**Фрагмент текста**
::::::::
Заседания Вольного общества происходили в доме Вейвода на Вознесенском проспекте (№ 305 в 3-й Адмиралтейской части, ныне пр. Майорова, 41). Здесь читались новые произведения, обсуждался состав очередных номеров журнала «Соревнователь просвещения и благотворения», дискутировались вопросы истории науки и искусства.

Собрания «соревнователей» были порой довольно бурными, но на них неизменно царил дух демократизма, свободного обмена мнениями, полного отсутствия строгой и торжественно-мертвенной регламентации, характерной для других ученых обществ того времени. По этой причине Вольное общество любителей российской словесности нередко называли «ученой республикой». Это название пришлось особенно по душе К. Ф. Рылееву, который в начале 1825 года становится фактическим главой Северного тайного общества и внимательно присматривается к «соревнователям», отыскивая в их среде революционно настроенных людей.
::::::::
**Исходные данные**
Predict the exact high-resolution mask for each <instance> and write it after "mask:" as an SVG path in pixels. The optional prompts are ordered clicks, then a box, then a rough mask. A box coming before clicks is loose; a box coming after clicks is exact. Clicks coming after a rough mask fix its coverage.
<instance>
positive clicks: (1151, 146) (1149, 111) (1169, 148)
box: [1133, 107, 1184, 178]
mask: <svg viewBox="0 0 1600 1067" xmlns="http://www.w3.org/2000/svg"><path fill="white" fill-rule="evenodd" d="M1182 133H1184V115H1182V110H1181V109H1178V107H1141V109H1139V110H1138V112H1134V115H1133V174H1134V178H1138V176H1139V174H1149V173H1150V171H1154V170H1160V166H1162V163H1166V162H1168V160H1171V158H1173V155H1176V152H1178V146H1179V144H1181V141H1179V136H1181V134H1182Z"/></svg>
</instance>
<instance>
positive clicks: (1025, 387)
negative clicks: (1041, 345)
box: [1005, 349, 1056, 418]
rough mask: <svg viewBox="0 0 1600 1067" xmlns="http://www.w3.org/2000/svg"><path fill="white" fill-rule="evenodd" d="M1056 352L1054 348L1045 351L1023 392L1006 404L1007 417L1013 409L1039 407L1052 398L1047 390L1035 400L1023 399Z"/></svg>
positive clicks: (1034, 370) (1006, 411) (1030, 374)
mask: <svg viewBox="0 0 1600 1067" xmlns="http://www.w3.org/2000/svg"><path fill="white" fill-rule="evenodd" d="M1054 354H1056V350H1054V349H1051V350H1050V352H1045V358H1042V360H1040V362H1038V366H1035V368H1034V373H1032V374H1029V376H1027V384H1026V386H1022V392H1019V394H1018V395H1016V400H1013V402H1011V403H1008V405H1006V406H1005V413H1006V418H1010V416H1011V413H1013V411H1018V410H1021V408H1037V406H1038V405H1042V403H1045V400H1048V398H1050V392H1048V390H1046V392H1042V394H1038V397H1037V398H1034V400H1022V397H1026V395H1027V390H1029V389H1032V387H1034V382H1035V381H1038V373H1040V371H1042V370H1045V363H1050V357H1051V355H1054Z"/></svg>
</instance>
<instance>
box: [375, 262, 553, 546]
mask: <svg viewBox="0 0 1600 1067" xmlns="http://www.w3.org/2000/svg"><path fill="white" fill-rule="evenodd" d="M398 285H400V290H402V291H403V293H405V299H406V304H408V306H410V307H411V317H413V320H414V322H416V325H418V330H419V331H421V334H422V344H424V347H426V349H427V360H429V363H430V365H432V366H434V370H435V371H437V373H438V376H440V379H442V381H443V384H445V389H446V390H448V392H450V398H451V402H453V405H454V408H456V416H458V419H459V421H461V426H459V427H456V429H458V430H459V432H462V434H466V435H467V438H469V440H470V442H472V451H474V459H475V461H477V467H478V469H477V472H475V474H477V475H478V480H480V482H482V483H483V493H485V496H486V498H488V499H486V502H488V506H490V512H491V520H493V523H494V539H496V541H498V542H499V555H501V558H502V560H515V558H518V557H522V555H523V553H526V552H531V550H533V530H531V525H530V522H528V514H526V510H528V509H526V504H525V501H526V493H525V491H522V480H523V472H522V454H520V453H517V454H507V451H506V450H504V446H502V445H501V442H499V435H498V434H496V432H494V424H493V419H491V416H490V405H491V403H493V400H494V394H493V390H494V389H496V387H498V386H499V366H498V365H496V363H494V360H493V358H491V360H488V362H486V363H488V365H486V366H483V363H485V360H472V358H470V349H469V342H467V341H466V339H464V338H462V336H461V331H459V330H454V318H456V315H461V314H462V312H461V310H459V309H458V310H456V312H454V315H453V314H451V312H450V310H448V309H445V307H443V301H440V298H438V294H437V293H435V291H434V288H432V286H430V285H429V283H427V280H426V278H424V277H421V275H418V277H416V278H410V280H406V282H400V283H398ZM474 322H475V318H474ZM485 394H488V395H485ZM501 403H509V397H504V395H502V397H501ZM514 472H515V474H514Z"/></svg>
::::::::
**Формулировка задания**
Воспроизведите дословно и целиком фрагмент о собраниях Вольного общества любителей российской словесности.

**Ваш ответ**
Заседания Вольного общества происходили в доме Вейвода на Вознесенском проспекте (№ 305 в 3-й Адмиралтейской части, ныне пр. Майорова, 41). Здесь читались новые произведения, обсуждался состав очередных номеров журнала «Соревнователь просвещения и благотворения», дискутировались вопросы истории науки и искусства.

Собрания «соревнователей» были порой довольно бурными, но на них неизменно царил дух демократизма, свободного обмена мнениями, полного отсутствия строгой и торжественно-мертвенной регламентации, характерной для других ученых обществ того времени. По этой причине Вольное общество любителей российской словесности нередко называли «ученой республикой». Это название пришлось особенно по душе К. Ф. Рылееву, который в начале 1825 года становится фактическим главой Северного тайного общества и внимательно присматривается к «соревнователям», отыскивая в их среде революционно настроенных людей.